[Opening Task input section]

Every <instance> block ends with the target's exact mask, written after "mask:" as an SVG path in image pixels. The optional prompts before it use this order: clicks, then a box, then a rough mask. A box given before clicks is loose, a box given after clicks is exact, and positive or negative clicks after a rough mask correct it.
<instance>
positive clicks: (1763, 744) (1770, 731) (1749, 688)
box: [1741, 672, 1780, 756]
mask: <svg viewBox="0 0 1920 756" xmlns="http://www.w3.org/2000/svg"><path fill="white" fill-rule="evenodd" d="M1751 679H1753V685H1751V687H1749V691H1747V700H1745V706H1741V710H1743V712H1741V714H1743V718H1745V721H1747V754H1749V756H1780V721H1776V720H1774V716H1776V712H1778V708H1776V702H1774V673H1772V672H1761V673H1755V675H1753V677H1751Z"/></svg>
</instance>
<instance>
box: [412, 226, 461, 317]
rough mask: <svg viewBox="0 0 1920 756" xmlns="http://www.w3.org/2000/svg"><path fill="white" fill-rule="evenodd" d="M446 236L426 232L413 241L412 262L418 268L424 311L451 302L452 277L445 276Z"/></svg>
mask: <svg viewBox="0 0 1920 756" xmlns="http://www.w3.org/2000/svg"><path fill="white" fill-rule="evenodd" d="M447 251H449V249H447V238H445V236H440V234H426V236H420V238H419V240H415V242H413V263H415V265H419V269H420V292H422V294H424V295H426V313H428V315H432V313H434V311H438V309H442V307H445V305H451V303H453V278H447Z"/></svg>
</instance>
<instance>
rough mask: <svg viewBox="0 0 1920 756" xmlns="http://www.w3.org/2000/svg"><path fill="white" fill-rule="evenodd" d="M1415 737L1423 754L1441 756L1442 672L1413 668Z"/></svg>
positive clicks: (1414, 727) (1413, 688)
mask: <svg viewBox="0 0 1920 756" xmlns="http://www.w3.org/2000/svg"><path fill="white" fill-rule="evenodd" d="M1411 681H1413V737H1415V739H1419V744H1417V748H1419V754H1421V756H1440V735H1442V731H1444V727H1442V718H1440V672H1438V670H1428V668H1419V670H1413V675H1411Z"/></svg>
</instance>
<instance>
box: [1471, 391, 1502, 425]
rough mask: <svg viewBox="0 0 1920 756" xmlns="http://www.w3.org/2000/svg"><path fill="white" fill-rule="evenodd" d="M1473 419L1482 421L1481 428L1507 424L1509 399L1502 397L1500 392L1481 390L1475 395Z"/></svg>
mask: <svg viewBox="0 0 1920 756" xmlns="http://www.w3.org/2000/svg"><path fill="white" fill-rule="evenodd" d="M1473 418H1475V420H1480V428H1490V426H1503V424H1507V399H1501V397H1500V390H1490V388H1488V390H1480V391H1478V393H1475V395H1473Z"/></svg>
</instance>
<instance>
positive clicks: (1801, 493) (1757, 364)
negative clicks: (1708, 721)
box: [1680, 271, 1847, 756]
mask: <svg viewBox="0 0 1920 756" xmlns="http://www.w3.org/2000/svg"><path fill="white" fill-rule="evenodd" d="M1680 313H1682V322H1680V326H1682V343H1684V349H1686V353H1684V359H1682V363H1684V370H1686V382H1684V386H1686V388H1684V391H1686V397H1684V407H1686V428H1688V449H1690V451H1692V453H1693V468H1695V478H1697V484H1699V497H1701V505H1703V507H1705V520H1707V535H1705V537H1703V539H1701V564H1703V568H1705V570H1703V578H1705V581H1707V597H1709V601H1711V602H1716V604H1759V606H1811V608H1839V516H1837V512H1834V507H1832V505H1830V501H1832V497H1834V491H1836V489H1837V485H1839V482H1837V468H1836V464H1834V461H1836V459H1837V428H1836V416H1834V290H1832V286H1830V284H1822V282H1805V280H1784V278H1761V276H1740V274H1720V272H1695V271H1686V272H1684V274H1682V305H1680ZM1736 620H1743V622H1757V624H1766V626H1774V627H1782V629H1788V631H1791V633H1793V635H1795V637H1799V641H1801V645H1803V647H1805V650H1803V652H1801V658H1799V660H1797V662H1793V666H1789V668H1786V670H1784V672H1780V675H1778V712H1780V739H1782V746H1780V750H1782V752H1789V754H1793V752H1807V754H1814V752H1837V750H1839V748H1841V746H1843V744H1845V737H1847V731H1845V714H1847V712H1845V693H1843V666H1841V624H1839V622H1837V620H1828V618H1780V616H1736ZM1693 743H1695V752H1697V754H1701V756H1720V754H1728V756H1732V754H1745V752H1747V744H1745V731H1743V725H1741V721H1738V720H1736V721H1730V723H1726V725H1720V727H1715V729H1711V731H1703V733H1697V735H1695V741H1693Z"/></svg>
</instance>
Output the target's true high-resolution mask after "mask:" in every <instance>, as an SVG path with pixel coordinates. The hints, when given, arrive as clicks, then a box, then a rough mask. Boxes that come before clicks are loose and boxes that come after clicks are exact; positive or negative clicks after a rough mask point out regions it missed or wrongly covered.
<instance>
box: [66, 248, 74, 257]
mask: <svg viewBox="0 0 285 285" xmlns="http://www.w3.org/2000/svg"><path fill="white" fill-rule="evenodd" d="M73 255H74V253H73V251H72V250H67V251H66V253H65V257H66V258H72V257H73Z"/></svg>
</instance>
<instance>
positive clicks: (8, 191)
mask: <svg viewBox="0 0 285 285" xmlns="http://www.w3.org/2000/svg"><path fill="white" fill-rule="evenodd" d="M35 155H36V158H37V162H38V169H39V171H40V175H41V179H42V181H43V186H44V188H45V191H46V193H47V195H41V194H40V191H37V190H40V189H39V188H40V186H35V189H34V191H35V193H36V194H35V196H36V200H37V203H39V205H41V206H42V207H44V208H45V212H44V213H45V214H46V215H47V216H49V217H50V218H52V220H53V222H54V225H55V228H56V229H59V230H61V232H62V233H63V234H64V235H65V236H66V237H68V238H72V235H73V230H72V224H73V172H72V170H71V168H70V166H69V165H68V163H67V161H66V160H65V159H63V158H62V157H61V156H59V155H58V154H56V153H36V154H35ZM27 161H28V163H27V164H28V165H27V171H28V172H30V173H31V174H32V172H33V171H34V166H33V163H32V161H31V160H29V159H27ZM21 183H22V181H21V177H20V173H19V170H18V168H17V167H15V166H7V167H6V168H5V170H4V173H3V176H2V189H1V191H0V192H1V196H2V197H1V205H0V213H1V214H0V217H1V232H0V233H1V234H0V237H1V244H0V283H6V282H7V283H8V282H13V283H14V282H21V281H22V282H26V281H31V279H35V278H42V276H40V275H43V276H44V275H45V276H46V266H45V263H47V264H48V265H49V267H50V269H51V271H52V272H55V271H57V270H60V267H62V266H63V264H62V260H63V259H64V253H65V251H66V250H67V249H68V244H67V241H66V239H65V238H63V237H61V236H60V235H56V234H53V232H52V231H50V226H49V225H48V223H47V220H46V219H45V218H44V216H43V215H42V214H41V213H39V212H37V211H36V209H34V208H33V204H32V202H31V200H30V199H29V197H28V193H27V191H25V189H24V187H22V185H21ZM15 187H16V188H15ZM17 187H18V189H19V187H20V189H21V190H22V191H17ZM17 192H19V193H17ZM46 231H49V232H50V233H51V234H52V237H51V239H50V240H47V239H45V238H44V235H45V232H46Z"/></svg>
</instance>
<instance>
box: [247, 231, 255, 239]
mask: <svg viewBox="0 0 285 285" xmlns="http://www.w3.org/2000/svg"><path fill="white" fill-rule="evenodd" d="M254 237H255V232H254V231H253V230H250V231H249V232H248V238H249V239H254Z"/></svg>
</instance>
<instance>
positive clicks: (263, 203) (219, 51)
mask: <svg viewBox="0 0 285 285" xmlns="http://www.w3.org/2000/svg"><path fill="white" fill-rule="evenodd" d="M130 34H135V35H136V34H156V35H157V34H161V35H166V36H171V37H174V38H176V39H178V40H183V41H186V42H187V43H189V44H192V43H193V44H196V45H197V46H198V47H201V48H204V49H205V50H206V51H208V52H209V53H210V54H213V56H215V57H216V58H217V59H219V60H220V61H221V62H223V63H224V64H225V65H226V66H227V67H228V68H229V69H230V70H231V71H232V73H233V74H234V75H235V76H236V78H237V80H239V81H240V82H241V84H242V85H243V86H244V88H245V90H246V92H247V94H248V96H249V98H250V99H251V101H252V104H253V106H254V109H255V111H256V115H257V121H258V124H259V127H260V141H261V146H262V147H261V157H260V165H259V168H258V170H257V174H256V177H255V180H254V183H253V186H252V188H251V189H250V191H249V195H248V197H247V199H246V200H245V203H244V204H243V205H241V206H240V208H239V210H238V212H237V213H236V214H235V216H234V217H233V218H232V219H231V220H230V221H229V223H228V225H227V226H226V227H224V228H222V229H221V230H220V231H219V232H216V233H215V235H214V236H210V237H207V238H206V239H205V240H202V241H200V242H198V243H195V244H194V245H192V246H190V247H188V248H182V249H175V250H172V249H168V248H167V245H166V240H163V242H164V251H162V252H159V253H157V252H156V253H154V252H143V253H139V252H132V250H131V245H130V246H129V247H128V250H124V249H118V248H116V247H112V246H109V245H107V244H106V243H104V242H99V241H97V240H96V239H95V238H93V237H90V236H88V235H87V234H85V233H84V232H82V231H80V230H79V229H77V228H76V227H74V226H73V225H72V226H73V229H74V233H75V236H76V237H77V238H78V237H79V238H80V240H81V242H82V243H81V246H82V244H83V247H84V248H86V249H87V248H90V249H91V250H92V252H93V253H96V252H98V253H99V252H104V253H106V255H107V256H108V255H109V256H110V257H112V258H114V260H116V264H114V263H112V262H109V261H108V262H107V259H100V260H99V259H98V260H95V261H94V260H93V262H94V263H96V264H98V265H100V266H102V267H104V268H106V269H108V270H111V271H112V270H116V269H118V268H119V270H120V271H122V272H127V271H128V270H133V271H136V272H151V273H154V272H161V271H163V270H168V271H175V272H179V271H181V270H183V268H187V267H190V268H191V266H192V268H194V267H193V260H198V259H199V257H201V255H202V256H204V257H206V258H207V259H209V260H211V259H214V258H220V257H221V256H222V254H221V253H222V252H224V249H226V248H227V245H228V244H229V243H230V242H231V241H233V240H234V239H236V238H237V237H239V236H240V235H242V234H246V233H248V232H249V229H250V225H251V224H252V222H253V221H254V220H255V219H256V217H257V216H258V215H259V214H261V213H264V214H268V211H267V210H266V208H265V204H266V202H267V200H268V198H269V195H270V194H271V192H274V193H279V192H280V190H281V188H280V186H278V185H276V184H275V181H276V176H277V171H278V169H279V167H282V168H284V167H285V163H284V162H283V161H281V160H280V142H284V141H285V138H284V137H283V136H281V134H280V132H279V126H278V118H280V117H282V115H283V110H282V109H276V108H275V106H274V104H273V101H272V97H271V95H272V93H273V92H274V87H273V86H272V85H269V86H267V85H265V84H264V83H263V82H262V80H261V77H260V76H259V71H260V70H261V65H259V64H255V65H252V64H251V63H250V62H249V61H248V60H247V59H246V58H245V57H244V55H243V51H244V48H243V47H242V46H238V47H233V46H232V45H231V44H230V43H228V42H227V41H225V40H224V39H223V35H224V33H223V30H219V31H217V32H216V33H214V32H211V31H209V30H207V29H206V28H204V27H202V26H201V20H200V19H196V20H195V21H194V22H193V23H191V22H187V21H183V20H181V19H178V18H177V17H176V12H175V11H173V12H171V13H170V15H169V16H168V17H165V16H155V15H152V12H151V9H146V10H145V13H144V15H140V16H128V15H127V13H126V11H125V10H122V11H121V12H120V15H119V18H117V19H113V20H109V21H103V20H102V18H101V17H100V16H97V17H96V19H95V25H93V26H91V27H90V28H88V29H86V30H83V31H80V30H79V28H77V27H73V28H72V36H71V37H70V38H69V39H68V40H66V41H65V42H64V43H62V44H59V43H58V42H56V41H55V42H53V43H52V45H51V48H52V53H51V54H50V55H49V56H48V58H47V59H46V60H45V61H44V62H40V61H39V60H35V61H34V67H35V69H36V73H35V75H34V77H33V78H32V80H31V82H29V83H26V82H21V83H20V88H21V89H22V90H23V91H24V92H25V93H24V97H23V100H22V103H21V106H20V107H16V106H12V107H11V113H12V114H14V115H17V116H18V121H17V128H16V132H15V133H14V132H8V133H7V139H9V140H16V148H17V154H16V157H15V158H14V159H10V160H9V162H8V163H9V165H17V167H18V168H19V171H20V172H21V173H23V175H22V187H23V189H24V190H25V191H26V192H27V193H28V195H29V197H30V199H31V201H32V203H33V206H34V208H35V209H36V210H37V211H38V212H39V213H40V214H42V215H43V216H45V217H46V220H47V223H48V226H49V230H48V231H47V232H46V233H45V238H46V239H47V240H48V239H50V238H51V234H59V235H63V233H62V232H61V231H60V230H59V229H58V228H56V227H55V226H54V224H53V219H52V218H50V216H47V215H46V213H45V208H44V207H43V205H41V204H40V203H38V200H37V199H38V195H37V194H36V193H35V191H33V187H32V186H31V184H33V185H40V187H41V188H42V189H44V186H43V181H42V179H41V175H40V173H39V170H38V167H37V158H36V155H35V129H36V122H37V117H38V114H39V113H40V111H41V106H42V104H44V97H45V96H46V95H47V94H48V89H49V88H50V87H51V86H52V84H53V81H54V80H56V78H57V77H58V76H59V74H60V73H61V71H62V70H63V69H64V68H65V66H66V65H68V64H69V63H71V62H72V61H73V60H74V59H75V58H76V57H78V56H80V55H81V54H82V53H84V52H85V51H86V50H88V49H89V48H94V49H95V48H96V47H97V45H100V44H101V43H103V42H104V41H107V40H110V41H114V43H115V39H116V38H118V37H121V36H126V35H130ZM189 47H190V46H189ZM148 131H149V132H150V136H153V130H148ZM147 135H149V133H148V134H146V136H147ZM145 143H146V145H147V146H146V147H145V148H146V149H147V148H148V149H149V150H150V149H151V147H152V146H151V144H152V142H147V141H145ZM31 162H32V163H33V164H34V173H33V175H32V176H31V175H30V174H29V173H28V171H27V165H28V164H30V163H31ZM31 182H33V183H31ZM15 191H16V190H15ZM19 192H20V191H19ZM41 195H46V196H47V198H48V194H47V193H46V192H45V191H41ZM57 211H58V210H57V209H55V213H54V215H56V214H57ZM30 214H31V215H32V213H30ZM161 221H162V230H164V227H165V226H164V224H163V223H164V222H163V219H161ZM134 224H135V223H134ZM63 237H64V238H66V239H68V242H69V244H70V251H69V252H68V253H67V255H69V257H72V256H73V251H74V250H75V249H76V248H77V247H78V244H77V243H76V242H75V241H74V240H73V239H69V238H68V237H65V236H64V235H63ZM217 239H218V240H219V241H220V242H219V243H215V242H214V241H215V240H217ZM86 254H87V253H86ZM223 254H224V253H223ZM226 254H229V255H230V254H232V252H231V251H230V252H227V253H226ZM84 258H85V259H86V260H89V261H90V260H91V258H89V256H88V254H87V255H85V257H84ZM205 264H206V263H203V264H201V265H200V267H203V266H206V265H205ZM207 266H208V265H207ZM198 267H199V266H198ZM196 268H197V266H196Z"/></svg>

[Closing Task input section]

Directions:
Could you restate, word for word, the lines above from the one with "419L1482 421L1481 428L1507" to the one with "negative clicks: (1708, 721)", both included?

Answer to the exercise:
rough mask: <svg viewBox="0 0 1920 756" xmlns="http://www.w3.org/2000/svg"><path fill="white" fill-rule="evenodd" d="M1473 419L1482 421L1481 428L1507 424L1509 399L1502 397L1500 392L1481 390L1475 395Z"/></svg>
mask: <svg viewBox="0 0 1920 756" xmlns="http://www.w3.org/2000/svg"><path fill="white" fill-rule="evenodd" d="M1473 418H1475V420H1480V428H1490V426H1503V424H1507V399H1501V397H1500V390H1490V388H1488V390H1480V391H1478V393H1475V395H1473Z"/></svg>
</instance>
<instance>
positive clicks: (1801, 493) (1757, 364)
negative clicks: (1708, 721)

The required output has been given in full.